→ **PASSAGE TO READ**
•••••

As far as inspirational movies go, Hidden Figures makes a very big impression. Set in the 1960s in Hampton, Virginia; at a time when the American civil rights movement to end racial segregation and discrimination against African-Americans was in full motion.
3 African-American women– Katherine Johnson (Taraji P.Henson), Dorothy Vaughan (Octavia Spencer) and Mary Jackson (Janelle Monae)–mathematicians at the NASA Langley Research Centre, defied all odds to become important players in the launching of America’s first craft into space.
Based on a true story, the movie addresses the issues of racial segregation which was reflected in the location of the West Area computing division where the blacks worked, about half a mile away from the rest of the Langley Research Centre. It also addresses gender discrimination and shows how these super-women were able to juggle their family lives with their demanding jobs at NASA.
Hidden Figures is a powerful reminder of the destructive consequences of discrimination and segregation but it also holds important lessons for women in tech about how to excel even under challenging circumstances.
Dare to be first
In one of the most powerful scenes in the movie, Mary Jackson needed permission from a judge to attend classes in an all-white school. Faced with gruesome odds at a time when being black and being a woman at the same time was a great disadvantage, she asked the judge,“Out of all the cases you are going to hear today, which one is going to make you the first? No matter how frightening the challenge may seem, you should not be afraid to be the first. Only the first make it to the history books.

•••••

→ **DIRECTIONS FOR THIS TASK**
Rewrite the part of the Hidden Figures review that opens with the words containing "Dare to be first" and closes with "the history books.", putting "magistrate" in place of "judge".

Object pointing dataset rows:

•••••

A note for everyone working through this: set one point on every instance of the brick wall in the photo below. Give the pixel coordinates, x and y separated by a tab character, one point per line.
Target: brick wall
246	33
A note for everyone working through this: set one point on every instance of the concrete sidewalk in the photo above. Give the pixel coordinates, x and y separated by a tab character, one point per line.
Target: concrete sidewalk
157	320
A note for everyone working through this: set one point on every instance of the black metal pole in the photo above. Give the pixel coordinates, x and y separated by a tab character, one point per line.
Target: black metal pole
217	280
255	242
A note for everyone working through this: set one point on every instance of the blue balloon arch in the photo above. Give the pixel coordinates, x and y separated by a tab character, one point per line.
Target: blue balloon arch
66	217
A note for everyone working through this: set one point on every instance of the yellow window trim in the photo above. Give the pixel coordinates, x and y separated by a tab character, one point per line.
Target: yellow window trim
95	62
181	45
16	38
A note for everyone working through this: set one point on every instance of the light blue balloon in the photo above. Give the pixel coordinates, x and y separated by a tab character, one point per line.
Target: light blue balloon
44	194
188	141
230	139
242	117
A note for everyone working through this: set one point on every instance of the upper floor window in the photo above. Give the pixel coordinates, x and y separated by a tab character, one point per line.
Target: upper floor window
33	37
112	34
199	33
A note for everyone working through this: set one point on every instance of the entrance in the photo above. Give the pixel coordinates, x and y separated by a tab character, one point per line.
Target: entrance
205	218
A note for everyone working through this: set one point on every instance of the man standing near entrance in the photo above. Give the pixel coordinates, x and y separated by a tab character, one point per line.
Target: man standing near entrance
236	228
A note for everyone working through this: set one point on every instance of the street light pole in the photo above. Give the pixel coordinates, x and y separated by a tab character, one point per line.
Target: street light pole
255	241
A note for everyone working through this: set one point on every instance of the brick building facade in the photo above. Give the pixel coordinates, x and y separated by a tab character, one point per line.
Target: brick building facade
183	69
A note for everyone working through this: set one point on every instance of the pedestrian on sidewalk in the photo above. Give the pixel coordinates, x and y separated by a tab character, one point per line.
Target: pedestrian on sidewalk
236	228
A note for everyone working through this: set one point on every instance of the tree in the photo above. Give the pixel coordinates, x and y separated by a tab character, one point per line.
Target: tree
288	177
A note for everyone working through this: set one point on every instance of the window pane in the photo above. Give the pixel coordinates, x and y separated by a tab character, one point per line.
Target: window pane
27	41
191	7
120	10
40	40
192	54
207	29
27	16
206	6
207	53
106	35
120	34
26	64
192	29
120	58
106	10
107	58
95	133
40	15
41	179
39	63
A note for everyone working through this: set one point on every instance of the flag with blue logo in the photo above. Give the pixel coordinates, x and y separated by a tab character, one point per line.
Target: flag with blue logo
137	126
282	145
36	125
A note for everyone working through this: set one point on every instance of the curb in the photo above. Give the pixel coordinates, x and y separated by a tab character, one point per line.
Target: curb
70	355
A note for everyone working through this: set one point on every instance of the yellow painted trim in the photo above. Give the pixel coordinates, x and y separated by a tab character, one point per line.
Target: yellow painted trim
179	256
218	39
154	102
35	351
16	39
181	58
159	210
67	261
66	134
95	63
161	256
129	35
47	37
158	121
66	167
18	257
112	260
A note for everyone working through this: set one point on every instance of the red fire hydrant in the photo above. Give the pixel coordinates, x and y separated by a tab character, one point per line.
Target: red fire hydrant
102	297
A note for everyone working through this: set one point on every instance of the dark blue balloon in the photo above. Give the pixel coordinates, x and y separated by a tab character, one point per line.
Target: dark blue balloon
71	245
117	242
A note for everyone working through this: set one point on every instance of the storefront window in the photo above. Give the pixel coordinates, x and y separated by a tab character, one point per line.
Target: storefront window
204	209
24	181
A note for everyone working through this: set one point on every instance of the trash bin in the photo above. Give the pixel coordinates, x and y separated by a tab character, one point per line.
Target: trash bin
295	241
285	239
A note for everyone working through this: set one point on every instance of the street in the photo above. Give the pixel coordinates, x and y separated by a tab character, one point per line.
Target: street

•••••

→ **WORKED ANSWER**
Dare to be first
In one of the most powerful scenes in the movie, Mary Jackson needed permission from a magistrate to attend classes in an all-white school. Faced with gruesome odds at a time when being black and being a woman at the same time was a great disadvantage, she asked the magistrate,“Out of all the cases you are going to hear today, which one is going to make you the first? No matter how frightening the challenge may seem, you should not be afraid to be the first. Only the first make it to the history books.